Selected excerpt: Begin

If your kids or graduate recruits involved in knowledge work use AI, you might want to read this. Not because AI use is bad but a passive use of AI can have detrimental effects on cognitive abilities of the young who haven’t yet had the opportunity to go through the struggles to build foundational expertise/skills and hence consequentially the neural connections in their brains. The author who is an investment manager at the iconic century old Scottish fund management firm Baillie Gifford, likens AI to a cultural evolution like literacy or the Church in terms of its effects on cognitive abilities of the individual as well as a population.

“Two hundred years ago, only 12 per cent of the world’s adults could read. Today, that figure stands at 87 per cent. What happened in between was not just an education story. It was a biological one.

As billions of humans acquired literacy, their brains literally rewired. The connection between the hemispheres thickened. A region that had evolved for recognising faces was repurposed to recognise letters. Entirely new neural pathways activated in response to spoken language. No gene had mutated. No evolutionary pressure in the traditional Darwinian sense was at work. A purely cultural practice, making marks on surfaces and training people to decode them, had reached inside the skull and reorganised the organ that makes us human.

Selected excerpt: End
Material supplied: Begin

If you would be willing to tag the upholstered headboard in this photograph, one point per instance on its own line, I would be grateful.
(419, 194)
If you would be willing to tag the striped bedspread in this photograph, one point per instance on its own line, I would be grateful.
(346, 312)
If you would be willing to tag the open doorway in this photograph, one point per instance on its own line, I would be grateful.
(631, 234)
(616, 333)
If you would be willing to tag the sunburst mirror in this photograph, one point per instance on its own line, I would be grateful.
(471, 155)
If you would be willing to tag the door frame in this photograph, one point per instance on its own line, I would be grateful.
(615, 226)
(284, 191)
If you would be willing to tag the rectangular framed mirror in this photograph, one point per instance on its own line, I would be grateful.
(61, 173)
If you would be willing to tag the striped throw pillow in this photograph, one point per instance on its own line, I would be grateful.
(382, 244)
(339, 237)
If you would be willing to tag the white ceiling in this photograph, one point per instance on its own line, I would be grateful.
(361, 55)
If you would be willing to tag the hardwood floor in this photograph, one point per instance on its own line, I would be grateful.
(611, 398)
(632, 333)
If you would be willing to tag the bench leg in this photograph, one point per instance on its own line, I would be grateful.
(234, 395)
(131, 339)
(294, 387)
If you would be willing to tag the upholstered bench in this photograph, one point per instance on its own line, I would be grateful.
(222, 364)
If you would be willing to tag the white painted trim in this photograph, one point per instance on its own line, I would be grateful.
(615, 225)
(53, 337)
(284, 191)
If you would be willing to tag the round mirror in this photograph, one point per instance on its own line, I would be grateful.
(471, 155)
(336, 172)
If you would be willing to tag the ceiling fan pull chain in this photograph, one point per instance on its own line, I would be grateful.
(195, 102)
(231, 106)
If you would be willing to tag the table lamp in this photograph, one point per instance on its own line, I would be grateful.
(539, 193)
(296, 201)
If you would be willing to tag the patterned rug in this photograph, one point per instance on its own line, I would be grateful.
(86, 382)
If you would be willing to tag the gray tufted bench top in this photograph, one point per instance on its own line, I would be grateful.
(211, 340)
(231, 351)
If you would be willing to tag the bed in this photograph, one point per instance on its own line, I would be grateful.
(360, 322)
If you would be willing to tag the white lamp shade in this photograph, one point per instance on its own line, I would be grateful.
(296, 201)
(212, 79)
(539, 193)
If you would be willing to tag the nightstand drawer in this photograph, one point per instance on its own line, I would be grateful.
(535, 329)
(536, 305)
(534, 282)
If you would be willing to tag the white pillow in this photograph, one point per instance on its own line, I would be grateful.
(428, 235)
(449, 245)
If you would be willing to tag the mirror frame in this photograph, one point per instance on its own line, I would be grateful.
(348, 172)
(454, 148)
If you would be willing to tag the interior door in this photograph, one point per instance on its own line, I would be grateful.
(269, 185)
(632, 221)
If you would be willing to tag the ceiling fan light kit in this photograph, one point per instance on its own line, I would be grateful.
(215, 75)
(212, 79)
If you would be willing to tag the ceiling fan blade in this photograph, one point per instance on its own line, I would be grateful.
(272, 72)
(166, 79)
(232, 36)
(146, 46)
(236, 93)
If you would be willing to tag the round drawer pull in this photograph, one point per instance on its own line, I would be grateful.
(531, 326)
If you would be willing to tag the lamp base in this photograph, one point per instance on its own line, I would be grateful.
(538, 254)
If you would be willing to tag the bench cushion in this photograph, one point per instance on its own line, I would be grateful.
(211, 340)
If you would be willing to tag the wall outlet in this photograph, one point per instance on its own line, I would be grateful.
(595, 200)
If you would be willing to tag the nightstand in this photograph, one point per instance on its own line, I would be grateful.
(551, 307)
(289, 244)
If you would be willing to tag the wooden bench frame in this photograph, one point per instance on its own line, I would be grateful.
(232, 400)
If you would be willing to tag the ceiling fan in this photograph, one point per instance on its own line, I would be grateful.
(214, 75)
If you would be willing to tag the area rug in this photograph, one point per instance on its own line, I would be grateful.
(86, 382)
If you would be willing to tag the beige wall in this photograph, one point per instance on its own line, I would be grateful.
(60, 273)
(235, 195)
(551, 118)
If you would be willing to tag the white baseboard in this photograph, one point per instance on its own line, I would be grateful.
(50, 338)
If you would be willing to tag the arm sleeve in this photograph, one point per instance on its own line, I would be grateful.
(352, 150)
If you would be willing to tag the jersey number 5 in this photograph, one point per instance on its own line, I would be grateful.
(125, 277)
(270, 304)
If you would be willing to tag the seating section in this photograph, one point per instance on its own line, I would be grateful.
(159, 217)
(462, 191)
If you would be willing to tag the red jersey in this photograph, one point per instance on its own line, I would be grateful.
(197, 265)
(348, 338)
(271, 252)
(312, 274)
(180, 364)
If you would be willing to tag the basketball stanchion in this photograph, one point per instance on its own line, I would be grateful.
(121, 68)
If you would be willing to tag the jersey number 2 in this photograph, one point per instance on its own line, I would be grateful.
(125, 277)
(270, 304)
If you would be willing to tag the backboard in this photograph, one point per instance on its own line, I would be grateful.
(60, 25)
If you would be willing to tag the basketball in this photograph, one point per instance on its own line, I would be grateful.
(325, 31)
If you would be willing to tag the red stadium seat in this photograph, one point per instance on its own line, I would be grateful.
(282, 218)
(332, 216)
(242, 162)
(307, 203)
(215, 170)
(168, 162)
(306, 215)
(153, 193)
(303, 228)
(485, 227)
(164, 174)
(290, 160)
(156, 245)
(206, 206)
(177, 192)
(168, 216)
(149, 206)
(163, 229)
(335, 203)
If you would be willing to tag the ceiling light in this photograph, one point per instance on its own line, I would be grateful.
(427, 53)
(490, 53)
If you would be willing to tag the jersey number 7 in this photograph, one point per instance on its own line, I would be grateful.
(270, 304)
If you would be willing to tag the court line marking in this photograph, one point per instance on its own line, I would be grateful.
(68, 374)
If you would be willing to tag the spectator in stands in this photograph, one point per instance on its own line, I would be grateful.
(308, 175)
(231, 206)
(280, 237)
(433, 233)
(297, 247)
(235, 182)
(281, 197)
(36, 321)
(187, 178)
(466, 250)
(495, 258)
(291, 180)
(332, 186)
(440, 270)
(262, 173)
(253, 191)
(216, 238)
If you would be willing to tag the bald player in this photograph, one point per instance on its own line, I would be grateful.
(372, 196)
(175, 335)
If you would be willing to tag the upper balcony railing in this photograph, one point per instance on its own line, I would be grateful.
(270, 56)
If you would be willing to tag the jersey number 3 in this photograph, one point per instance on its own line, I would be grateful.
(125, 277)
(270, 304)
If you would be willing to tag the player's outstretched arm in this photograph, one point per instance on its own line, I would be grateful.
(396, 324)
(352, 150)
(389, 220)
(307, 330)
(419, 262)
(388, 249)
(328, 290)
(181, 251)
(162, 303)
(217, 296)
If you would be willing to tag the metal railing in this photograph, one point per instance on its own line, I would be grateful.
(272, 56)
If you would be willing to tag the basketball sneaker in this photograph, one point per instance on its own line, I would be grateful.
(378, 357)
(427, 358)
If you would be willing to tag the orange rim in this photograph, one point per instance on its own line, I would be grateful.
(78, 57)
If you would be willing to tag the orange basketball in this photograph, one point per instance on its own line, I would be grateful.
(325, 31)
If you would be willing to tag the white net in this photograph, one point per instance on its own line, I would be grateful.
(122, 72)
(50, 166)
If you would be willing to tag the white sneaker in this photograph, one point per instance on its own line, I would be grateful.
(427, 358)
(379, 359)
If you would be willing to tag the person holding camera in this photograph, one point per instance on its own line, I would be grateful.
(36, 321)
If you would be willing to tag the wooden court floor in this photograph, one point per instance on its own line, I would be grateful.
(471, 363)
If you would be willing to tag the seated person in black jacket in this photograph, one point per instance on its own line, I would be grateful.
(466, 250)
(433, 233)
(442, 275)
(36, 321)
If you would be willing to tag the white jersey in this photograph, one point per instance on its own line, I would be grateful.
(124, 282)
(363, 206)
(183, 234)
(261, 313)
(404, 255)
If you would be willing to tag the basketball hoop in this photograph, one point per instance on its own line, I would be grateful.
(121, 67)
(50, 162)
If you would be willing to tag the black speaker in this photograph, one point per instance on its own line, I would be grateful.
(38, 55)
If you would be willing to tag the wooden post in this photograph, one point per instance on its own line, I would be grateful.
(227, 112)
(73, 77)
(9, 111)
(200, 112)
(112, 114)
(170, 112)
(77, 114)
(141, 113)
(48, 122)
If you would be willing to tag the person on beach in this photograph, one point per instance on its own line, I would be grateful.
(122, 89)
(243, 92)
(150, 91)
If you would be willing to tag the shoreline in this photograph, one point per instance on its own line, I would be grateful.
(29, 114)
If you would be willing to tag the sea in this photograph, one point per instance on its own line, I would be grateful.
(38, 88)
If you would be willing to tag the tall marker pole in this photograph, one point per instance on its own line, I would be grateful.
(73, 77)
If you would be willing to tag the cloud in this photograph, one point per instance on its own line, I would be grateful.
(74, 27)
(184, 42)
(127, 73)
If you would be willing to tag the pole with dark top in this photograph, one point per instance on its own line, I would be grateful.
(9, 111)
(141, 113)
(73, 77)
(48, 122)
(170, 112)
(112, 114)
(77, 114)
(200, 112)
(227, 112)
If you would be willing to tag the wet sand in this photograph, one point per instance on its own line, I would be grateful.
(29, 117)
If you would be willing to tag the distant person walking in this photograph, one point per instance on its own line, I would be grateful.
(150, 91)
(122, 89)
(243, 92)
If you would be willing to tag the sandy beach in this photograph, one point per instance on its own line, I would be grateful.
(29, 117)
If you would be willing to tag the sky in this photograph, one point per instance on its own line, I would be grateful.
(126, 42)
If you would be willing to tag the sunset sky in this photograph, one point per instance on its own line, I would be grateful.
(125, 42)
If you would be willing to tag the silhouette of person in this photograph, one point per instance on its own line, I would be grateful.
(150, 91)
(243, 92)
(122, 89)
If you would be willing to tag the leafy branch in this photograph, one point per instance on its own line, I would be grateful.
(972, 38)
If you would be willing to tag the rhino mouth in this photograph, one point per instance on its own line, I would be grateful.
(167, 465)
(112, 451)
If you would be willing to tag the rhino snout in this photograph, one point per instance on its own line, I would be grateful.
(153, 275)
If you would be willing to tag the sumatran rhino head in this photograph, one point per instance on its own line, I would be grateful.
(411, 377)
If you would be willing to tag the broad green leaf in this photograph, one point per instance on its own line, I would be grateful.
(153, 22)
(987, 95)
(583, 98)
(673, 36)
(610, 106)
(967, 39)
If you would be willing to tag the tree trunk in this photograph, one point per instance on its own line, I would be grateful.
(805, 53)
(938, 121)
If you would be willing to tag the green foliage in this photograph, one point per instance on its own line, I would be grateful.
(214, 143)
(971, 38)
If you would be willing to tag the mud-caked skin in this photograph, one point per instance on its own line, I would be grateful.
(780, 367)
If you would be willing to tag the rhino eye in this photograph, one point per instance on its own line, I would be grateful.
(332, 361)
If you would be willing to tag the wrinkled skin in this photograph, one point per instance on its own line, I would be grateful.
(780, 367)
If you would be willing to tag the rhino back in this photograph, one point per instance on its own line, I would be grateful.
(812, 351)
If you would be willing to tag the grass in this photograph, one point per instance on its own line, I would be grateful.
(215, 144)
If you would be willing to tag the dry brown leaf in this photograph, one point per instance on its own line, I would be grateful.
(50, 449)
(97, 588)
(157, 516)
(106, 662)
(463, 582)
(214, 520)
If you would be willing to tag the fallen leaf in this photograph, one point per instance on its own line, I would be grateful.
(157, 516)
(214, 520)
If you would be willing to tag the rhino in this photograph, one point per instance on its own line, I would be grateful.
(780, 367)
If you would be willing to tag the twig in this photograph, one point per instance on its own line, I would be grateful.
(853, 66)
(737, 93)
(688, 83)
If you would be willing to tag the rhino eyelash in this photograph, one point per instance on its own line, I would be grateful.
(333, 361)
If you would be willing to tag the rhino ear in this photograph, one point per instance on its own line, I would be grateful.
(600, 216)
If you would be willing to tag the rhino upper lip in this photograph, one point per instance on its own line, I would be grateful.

Material supplied: End

[Apply what you read]:
A. Reproduce the passage on AI and the brain from "As billions of" to "makes us human.".
B. Continue the passage on AI and the brain from the point where it ends.
None of the items is needed for this work.

[Results by task]:
A.
As billions of humans acquired literacy, their brains literally rewired. The connection between the hemispheres thickened. A region that had evolved for recognising faces was repurposed to recognise letters. Entirely new neural pathways activated in response to spoken language. No gene had mutated. No evolutionary pressure in the traditional Darwinian sense was at work. A purely cultural practice, making marks on surfaces and training people to decode them, had reached inside the skull and reorganised the organ that makes us human.

B.
This is not an exception but the rule. Across millennia, cultural technologies from cooking to markets to kinship structures have systematically reshaped human physiology and psychology in ways that genetics alone cannot explain. We are now deploying a cultural technology that may be more pervasive than literacy and more transformative than markets, and it is spreading at unprecedented speed. AI is not simply a productivity tool or an economic disruptor. It is the next great rewiring, and it has already begun.”

He refers to the MIT study (featured in 3L&3S a couple of months ago) which compared two groups of students – one with access to AI for writing essays and the other without to show how the former experienced weaker neural connectivity. “The effort that builds durable learning had been bypassed entirely. A complementary study in npj Artificial Intelligence offered a crucial distinction. AI gives you results, but those results only become a real understanding when you actively interpret and judge them. Participants who treated AI as a starting point for their own thinking retained and even improved their cognitive performance over time. Those who accepted AI outputs passively showed a measurable decline. The difference was not in how much AI people used, but in how they used it. Skip the effortful step of making sense of what the AI gives you, and the brain’s capacity to learn weakens. Engage actively, and it can be sustained or even enhanced.”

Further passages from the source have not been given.